REQUIREMENTS.
Set down, without alteration, the lines from the one that contains "Where can the sandal" through the final line of the material below.

SUPPLIED DATA.
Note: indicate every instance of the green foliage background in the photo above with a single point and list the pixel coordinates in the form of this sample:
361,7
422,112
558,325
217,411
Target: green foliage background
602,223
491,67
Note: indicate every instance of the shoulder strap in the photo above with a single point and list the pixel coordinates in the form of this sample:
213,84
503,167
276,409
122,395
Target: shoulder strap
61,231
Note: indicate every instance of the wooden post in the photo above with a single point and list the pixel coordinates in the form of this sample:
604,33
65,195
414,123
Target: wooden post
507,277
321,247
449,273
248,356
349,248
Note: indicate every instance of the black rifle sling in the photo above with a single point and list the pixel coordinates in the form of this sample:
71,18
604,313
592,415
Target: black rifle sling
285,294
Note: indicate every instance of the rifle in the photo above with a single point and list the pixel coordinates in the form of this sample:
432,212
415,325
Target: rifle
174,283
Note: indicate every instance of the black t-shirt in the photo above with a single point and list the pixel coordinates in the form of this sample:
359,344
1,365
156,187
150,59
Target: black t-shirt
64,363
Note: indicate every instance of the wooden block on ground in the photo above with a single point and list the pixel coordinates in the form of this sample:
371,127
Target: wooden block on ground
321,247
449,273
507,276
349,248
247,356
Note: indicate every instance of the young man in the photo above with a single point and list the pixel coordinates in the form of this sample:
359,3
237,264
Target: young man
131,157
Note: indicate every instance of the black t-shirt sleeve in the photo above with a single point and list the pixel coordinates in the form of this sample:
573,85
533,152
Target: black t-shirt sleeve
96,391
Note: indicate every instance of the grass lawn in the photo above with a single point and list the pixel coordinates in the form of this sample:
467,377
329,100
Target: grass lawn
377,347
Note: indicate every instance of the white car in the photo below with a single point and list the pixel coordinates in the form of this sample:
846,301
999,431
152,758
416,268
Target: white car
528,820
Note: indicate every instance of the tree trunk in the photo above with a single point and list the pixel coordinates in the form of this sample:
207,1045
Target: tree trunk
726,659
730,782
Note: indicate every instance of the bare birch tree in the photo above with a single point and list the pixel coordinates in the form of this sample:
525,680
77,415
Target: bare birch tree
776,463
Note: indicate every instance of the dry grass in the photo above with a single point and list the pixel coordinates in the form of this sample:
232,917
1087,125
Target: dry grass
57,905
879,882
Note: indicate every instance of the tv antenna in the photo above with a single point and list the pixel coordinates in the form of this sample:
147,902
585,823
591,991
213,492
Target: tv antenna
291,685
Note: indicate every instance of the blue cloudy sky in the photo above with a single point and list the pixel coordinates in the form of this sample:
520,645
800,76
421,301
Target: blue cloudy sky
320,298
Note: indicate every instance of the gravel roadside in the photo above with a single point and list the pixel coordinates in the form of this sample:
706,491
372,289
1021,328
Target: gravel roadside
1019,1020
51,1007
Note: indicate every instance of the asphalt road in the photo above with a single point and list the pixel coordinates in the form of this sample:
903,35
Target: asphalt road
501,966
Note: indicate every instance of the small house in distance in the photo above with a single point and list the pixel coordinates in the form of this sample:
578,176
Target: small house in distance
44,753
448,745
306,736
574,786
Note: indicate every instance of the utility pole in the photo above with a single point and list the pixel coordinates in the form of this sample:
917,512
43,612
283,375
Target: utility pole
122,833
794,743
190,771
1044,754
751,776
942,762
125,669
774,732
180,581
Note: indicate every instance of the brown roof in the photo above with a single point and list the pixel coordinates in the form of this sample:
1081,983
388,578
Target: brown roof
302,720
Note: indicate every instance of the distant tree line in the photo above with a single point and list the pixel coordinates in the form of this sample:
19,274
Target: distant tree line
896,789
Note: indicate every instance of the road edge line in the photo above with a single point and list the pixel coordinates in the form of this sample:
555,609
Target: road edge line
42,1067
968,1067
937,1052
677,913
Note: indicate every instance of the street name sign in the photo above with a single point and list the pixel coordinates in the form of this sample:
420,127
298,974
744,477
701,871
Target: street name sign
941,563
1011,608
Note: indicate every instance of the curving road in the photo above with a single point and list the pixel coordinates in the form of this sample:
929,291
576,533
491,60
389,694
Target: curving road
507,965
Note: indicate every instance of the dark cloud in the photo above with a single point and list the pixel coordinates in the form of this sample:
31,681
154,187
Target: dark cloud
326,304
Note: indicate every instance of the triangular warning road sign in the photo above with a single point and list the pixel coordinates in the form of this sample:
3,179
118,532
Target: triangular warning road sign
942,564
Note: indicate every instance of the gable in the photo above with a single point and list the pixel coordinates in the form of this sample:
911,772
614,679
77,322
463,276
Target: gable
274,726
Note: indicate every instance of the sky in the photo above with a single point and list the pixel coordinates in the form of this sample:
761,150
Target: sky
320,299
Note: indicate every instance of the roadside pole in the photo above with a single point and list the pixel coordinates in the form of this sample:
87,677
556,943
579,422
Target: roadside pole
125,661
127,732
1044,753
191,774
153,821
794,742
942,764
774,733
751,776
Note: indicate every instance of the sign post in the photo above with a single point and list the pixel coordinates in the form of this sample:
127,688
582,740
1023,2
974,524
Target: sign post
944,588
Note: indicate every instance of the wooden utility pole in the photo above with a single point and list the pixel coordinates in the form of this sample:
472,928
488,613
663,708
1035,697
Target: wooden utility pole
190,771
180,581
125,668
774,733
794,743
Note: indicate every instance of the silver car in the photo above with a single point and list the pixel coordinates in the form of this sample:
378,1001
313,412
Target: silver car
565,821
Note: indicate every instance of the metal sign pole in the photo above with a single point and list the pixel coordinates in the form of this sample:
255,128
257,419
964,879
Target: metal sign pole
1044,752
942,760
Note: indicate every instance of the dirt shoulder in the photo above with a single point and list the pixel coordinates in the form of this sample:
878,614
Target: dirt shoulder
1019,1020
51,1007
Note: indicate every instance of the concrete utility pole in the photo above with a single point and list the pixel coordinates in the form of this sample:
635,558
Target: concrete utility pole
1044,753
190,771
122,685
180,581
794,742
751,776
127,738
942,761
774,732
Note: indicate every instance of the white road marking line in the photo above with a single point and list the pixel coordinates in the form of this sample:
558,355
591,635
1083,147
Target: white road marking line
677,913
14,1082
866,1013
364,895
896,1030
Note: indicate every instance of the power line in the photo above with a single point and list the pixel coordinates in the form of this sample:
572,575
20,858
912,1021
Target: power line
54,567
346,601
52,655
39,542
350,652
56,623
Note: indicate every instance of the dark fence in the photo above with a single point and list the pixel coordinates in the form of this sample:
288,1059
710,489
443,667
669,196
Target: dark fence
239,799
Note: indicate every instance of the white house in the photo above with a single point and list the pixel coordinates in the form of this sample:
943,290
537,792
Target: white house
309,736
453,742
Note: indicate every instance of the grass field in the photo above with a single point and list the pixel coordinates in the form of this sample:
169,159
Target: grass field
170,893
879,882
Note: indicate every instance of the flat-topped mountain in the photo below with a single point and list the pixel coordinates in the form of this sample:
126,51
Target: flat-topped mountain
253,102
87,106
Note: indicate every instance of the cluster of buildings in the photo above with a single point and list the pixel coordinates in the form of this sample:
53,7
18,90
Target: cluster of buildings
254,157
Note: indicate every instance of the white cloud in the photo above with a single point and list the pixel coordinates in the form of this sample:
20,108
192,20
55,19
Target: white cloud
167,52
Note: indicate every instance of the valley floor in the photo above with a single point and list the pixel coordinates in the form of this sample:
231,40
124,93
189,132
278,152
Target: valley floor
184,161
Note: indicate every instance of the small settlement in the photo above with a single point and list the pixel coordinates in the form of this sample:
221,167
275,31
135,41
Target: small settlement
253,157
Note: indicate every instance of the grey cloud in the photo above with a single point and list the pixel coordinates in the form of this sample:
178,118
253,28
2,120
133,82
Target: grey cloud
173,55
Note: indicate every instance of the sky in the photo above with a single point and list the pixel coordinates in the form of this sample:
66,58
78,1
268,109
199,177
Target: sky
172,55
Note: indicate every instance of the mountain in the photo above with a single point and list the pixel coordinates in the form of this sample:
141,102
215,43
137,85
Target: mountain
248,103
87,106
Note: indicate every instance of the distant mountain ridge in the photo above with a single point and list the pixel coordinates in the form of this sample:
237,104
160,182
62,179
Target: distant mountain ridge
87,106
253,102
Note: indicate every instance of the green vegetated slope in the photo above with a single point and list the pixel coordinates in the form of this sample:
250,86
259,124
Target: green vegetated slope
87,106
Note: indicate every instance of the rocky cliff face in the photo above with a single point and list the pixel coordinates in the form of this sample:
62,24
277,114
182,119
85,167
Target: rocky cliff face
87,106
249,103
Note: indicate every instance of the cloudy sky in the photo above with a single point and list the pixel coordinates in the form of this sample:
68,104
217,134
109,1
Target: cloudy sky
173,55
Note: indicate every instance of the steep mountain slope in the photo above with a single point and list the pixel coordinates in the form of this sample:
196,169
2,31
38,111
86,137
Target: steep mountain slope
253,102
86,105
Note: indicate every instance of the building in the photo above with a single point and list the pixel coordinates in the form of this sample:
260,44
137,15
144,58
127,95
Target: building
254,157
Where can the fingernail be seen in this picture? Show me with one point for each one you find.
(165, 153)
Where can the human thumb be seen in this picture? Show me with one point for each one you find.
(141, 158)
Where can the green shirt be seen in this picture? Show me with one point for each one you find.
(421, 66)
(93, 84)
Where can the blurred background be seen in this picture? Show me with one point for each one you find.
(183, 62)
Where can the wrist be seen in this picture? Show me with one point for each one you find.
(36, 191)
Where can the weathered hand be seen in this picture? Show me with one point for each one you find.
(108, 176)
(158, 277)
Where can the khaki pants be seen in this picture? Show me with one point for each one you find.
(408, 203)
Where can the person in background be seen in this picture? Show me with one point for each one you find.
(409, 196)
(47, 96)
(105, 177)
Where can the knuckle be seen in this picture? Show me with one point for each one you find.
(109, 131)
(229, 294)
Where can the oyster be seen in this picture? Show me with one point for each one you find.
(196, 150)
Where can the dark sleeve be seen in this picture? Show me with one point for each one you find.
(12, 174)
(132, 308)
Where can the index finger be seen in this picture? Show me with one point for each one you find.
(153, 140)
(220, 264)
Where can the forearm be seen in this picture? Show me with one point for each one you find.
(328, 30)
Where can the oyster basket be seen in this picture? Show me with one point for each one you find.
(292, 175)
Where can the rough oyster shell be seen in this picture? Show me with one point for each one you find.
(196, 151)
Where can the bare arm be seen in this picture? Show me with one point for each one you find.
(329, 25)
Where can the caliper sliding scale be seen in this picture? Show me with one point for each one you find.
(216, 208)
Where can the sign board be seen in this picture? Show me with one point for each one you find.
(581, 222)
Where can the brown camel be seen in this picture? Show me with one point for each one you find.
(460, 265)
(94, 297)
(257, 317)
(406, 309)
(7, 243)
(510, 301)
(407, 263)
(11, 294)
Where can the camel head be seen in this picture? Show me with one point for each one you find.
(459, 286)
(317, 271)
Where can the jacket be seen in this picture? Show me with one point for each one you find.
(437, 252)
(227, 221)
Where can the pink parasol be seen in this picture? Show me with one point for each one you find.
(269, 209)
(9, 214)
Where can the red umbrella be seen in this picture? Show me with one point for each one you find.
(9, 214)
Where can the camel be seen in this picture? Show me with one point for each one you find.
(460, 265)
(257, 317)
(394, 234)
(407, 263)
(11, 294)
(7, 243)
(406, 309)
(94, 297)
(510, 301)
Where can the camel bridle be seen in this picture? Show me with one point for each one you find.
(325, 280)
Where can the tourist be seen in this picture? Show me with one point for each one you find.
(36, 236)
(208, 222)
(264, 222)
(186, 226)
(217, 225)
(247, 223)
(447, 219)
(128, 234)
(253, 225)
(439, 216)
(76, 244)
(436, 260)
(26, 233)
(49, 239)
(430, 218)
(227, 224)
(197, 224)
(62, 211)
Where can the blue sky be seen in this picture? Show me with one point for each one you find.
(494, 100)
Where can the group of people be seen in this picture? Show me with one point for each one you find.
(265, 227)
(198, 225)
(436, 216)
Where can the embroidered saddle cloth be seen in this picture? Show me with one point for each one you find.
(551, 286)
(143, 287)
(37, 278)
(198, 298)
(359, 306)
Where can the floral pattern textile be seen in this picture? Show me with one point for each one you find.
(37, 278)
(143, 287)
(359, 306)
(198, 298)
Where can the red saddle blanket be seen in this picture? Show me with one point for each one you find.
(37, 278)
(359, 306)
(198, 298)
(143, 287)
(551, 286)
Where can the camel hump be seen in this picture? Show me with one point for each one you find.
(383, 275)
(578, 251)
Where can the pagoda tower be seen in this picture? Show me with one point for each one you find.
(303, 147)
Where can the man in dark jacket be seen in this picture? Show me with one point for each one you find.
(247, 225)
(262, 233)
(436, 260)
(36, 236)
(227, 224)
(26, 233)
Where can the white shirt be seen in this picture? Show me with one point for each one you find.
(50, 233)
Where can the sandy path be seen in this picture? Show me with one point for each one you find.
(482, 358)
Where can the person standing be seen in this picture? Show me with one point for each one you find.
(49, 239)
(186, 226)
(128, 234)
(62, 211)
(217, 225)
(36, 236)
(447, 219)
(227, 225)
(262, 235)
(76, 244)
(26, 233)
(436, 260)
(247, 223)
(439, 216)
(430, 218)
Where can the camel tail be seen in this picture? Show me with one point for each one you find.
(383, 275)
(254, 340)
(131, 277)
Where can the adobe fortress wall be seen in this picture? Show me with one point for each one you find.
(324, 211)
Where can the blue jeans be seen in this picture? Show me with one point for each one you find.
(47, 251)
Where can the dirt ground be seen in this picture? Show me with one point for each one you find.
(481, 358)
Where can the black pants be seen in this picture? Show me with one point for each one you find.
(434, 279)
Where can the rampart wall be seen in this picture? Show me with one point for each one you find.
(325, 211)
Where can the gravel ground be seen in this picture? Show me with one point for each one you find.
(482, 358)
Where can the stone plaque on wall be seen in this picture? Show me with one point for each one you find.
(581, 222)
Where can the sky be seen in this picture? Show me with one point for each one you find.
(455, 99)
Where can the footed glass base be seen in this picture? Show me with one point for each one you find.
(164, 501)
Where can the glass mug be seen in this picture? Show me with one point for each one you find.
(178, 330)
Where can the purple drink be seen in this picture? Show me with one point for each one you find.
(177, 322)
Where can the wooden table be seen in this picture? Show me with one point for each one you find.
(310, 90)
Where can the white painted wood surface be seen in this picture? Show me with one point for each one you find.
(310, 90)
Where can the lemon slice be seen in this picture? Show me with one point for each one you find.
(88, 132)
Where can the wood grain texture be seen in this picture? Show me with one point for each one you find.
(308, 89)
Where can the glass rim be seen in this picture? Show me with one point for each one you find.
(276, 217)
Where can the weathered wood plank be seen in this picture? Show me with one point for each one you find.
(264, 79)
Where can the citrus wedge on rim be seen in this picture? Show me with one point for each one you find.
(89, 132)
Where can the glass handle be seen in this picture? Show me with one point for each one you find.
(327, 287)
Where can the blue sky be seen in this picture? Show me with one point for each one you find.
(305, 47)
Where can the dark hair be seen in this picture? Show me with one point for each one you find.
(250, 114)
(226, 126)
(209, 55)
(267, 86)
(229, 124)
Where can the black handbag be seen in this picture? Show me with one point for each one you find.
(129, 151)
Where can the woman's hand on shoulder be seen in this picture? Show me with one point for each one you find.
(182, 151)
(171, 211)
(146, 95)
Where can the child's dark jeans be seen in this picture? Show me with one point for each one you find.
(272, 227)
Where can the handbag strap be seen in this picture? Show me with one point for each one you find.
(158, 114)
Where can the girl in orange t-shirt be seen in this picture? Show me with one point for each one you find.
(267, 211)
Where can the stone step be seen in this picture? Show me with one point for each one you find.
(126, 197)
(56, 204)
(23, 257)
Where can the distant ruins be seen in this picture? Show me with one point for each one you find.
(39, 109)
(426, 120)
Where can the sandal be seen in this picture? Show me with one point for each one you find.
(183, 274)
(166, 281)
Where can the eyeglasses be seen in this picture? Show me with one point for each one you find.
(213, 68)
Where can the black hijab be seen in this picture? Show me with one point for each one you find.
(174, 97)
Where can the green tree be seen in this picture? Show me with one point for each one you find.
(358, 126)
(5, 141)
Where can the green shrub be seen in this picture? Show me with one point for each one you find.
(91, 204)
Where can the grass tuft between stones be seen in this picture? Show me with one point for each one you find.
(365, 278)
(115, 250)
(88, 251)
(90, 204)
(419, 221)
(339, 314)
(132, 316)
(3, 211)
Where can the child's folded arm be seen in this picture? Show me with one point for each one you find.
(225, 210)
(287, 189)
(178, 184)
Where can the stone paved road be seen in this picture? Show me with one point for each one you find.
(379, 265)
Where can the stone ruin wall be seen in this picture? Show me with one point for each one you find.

RESULT OF THIS TASK.
Where can the sandal be seen in this picture? Show me with one point for each one you find.
(183, 274)
(166, 281)
Where can the eyeglasses be seen in this picture? Show me with one point for each one you find.
(213, 68)
Where can the black hijab be seen in this picture? Show me with one point for each one you find.
(174, 97)
Where can the green tree be seen in this picture? Show me with one point for each one you find.
(358, 126)
(5, 141)
Where can the green shrub be seen in this picture? Show me with one point for each one you find.
(91, 204)
Where can the grass tuft between stones be seen in this picture? Show me with one point for each one you find.
(365, 278)
(115, 250)
(88, 251)
(90, 204)
(419, 221)
(339, 314)
(132, 316)
(3, 211)
Where can the child's folded arm be seen in this picture? Show me with one point for each one you find.
(225, 210)
(287, 189)
(178, 184)
Where can the stone paved road be seen in this picture? Show me with one point for each one you find.
(379, 265)
Where can the stone ruin wall be seen in this picture? Show me with one point for each one you find.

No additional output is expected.